──────── Information shown ────────
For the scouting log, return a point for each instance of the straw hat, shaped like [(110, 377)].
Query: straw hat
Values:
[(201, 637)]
────────
──────── Information shown ────────
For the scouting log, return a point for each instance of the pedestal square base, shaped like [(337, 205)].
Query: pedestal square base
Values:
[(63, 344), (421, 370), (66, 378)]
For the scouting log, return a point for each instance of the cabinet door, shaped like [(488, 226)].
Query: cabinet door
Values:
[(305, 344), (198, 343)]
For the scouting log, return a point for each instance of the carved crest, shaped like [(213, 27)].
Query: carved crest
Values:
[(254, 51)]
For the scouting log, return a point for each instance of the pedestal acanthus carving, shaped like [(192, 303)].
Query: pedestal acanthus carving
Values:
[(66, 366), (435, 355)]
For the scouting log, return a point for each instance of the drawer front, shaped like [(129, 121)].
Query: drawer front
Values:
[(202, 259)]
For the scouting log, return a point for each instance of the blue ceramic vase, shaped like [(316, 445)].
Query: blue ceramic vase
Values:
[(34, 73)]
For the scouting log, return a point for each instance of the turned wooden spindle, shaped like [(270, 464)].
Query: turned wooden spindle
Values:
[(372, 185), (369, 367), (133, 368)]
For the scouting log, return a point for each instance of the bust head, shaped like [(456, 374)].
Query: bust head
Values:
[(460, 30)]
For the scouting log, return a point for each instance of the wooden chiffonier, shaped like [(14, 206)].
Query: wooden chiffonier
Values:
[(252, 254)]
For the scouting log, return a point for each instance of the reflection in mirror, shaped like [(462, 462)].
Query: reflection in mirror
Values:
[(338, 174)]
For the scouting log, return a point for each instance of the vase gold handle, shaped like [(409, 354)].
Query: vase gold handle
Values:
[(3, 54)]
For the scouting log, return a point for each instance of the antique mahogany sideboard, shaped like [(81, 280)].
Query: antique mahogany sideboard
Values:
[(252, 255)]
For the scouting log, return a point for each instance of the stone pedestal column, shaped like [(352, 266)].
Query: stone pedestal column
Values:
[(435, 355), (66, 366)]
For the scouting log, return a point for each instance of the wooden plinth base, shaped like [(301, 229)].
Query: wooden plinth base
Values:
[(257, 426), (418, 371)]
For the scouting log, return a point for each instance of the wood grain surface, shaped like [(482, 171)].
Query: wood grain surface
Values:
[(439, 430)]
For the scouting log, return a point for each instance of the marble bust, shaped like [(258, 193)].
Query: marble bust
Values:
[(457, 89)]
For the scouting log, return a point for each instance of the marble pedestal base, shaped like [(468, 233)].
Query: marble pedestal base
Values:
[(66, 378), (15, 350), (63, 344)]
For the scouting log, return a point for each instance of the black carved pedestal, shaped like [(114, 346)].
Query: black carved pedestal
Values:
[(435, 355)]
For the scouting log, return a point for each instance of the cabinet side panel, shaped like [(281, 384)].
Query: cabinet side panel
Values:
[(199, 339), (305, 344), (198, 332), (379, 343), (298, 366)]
────────
──────── Information shown ────────
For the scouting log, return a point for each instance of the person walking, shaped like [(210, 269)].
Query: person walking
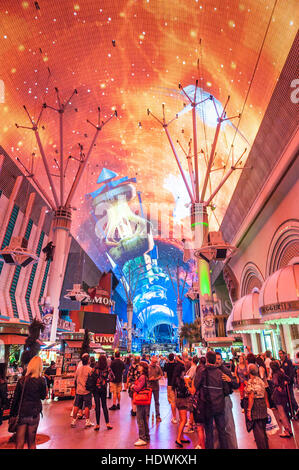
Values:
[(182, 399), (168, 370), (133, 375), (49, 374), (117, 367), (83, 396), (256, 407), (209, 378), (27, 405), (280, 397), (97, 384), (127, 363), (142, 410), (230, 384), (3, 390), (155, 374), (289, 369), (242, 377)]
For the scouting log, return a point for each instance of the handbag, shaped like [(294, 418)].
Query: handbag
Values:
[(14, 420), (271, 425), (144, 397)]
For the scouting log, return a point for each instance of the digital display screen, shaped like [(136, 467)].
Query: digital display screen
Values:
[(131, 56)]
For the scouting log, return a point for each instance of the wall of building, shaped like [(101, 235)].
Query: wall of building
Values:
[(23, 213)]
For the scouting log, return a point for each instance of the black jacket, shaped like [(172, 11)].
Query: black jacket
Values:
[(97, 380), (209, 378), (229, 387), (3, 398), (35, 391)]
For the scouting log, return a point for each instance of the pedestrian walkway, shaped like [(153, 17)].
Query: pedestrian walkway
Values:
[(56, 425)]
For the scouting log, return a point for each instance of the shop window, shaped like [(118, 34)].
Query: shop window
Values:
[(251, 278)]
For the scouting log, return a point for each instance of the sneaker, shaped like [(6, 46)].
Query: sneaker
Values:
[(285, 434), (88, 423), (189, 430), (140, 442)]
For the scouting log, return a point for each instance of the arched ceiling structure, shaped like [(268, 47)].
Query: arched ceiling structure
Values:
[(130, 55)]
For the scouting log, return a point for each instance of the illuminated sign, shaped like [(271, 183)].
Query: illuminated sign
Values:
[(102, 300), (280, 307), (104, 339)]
────────
:: The exercise ::
Rewrite everything from the line containing "like [(129, 121)]." down to the line containing "[(460, 30)]", changing "ceramic" to "porcelain" and leaving the rest untouched.

:: Response to this exercise ::
For the scouting log, return a point for each instance of the drawer front, shaped like [(129, 121)].
Query: drawer front
Values:
[(202, 259)]
For the scouting log, return a point for each instance of the blue porcelain vase, shaped like [(316, 445)].
Query: blue porcelain vase
Values:
[(34, 73)]
For the scouting log, return a point for each instance of the turned wooden spindle, shaped like [(270, 464)].
Query: turned wooden spindle
Values:
[(372, 185), (369, 367), (133, 368)]
For the scouting log, return a point for each instance of the bust head, shaped like [(456, 374)].
Query: bust head
Values:
[(460, 30)]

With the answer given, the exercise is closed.